→ TAREFAS:
A - Segundo o texto sobre o Caso La Cantuta, em que data foi feito o discurso na Reitoria da Universidade Nacional Maior de San Marcos?
B - Escreva a continuação do texto sobre o Caso La Cantuta a partir da última frase apresentada.

39. É inadmissível que forças armadas invadam um campus universitário do modo mais arbitrário possível. O campus universitário é o espaço de livre pensamento, onde a livre produção e circulação de ideias devem ser preservadas e cultivadas. Ao longo dos séculos, atribuiu-se à Universidade a natureza de alma mater ("mãe criadora", alma do latim alere, significando alimentar e fazer crescer), como geradora e promotora das ideias e do saber, para engendrar e transformar o ser humano por obra do saber, para que seja capaz de dar resposta aos desafios do mundo em que vive. A invasão armada não é a única forma de agressão à Universidade tal como concebida ao longo dos séculos,206 mas é, talvez, a mais crua agressão à produção e livre circulação de ideias. No presente Caso de La Cantuta, como já se salientou, os agentes de segurança do Estado invadiram o campus universitário, adentraram as residências dos professores e dos estudantes, para sequestrar e executar suas vítimas, em nome da "segurança do Estado". A própria Universitas foi também agredida pelas forças da repressão. O tempo da busca da luz foi indevidamente tomado pelos arautos estatais das trevas.
40. Um Juiz se aposentando da Corte Interamericana – que graças à Providência nunca faltou um dia sequer de sessões, e nunca se escusou de participar de qualquer deliberação da Corte nos 12 anos de serviços a ela prestados como Juiz Titular – tem todo o direito de deixar constância, neste Voto Fundamentado, de uma de suas muitas reminiscências, de pertinência para as considerações sobre este caso. Pouco depois do fim do regime Fujimori, visitei o Peru como Presidente da Corte Interamericana, para uma série de providências; nessa ocasião, ao receber o título de Professor Honorário de outra Universidade que sofreu nos dias sombrios daquele regime,207 no meu discurso de 13 de setembro de 2001, na Reitoria da Universidade Nacional Maior de San Marcos, ressaltei inter alia que
"Depois dos momentos de sombra, vieram os de luz. Mas ninguém pode assegurar-nos – e isso em relação a qualquer país – que as trevas não tornem a chegar. Se isso viesse a acontecer, novamente, a única coisa segura seria que a essas trevas se seguiria outra vez a luz –, como na sucessão de noite e dia, ou de dia e noite. Assim como as trevas chegam quando se desvanece a luz, também os primeiros raios de luz brotam dos últimos refúgios da escuridão. A tensão do claro-escuro, dos avanços mesclados aos retrocessos, é própria da condição humana, como há séculos diziam, com tanta lucidez, os antigos gregos (sempre tão contemporâneos), num de seus maiores legados à evolução do pensamento humano.

→ ITENS FORNECIDOS:
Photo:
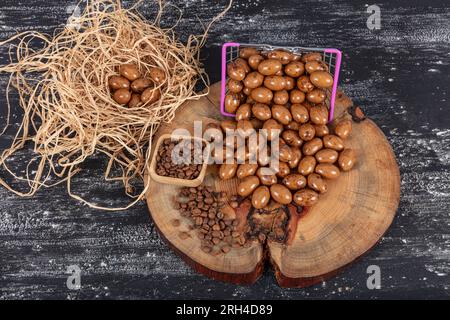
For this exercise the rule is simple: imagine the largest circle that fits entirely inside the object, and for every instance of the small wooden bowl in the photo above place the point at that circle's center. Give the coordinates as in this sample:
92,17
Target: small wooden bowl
177,181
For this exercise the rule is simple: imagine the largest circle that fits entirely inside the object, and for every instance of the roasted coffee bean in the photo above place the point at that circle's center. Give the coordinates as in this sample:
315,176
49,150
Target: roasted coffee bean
227,171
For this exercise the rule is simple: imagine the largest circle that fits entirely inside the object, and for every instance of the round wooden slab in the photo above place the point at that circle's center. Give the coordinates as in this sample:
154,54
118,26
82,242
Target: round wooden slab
348,220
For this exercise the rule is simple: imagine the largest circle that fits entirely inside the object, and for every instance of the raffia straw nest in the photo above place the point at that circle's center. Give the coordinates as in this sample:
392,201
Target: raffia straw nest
69,114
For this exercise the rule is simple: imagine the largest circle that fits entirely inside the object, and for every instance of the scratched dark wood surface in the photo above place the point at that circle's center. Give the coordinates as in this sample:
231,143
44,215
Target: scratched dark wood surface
399,74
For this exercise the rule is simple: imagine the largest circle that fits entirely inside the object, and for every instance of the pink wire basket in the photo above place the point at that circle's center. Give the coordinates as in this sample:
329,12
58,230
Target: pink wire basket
332,57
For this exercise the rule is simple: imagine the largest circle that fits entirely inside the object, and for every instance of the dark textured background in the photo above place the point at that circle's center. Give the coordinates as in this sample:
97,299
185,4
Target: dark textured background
399,74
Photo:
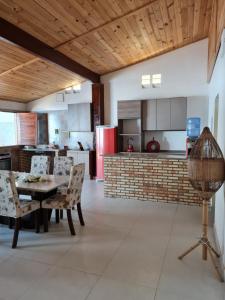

→ RESPOSTAS:
A - Em 13 de setembro de 2001.

B -
Os instrumentos internacionais de direitos humanos contribuíram decisivamente para despertar a consciência humana para a necessidade de proteger os indivíduos em todas e quaisquer circunstâncias. Os eventos no Peru nos últimos meses revelaram um verdadeiro reencontro do Peru com sua melhor tradição e pensamento jurídicos (...). Quando isso ocorre, podemos dizer que a legislação internacional dos direitos humanos efetivamente alcançou as bases da sociedade nacional.

Nada do que ocorreu nos últimos meses nesse país irmão da América Latina, tão rico em cultura e em tradição jurídica, que tenho a honra de visitar hoje, teria sido possível sem a admirável mobilização da sociedade civil peruana, e sua repercussão nas instituições públicas. Isso mostra a importância das instâncias internacionais de proteção dos direitos humanos: elas representam a última esperança dos que já haviam perdido a confiança e a fé na justiça, sobretudo os desamparados, oprimidos e esquecidos.


Dificilmente poderá haver, para um jusinternacionalista, uma experiência tão gratificante como a que estou vivendo nesses quatro dias de visita ao Peru. (...) Esta cerimônia se reveste, para mim, de grande valor simbólico. Venho da Academia, à qual continuarei pertencendo. Pertenço à Universidade, à Universitas, que tem uma vocação universal por definição. Como jusinternacionalista, sustento o primado da razão da humanidade sobre a razão de Estado". (...).208
41. Dois anos depois, em cerimônia congênere em outra Universidade peruana, em 18 de novembro de 2003, presidida pelo Reitor da Pontifícia Universidade Católica do Peru (doutor S. Lerner Febres), também Presidente da Comissão da Verdade e Reconciliação Nacional (CVR) do Peru, me permiti destacar, em meu discurso na ocasião,
"a aplicabilidade continuada dos princípios do direito das gentes, das leis de humanidade e das exigências da consciência pública, independentemente do surgimento de novas situações (...)".209

A Universitas se reencontrava com sua verdadeira vocação, de centro do cultivo e da irradiação de cultura, da livre circulação das ideias, do reconhecimento do necessário primado do Direito sobre a força,210 da intangibilidade dos direitos inerentes à pessoa humana. Depois de anos de trevas veio a luz. A Universitas, tal como originalmente concebida, era efetivamente um centro de irradiação cultural, de ensino e transmissão da cultura.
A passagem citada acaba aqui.